Identify each line in the items below that contains the word "bare" and copy every such line in full.

— start Exercise material —

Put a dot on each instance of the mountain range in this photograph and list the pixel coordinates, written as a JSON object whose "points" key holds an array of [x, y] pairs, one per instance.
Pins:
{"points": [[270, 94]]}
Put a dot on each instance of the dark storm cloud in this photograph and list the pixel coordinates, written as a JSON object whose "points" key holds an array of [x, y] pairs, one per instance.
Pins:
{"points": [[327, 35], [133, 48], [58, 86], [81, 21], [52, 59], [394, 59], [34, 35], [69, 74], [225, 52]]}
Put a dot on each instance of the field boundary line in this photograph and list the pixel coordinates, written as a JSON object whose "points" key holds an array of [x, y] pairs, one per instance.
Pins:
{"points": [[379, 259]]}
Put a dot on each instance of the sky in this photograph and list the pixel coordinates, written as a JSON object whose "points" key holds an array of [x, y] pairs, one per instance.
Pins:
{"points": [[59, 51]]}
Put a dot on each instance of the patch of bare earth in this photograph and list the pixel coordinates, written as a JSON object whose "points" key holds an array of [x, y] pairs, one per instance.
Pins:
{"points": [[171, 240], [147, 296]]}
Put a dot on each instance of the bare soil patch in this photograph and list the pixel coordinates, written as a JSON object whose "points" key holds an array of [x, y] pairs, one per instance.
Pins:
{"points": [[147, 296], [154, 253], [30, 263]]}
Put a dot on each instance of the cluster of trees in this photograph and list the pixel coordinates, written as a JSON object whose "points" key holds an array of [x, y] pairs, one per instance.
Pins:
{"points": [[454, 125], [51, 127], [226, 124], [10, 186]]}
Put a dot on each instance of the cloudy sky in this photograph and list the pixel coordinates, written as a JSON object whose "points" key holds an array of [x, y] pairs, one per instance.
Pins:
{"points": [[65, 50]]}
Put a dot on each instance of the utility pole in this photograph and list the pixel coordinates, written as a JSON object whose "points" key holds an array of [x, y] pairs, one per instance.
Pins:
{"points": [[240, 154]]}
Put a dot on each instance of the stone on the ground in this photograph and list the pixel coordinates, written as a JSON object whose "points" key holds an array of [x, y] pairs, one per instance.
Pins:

— end Exercise material —
— start Exercise material —

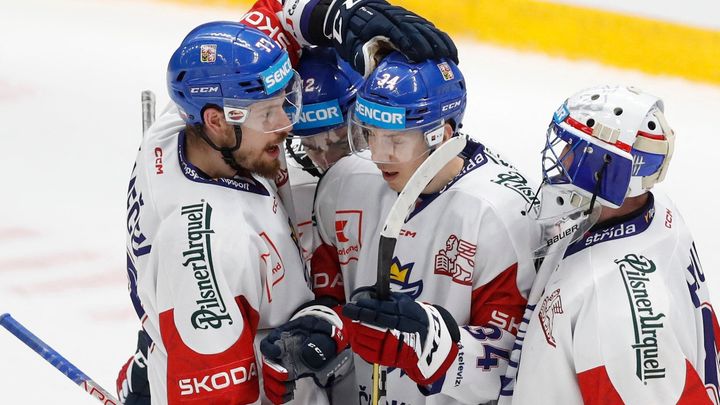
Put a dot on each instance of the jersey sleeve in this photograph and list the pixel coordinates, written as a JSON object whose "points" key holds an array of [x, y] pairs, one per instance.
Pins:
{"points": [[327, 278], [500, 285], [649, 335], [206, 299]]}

— end Exercise material —

* **Response to this exercise**
Put a dot on each instance of the patch of bare earth in this photograph and list the pixel coordinates, written as a JSON object whose "points" key holds an array of [x, y] pairs, one per instance.
Put a dot on each instance of the bare soil patch in this photograph and list the pixel coordinates, written as a JSON object whose "points" key holds an array of [x, y] pairs, one per instance.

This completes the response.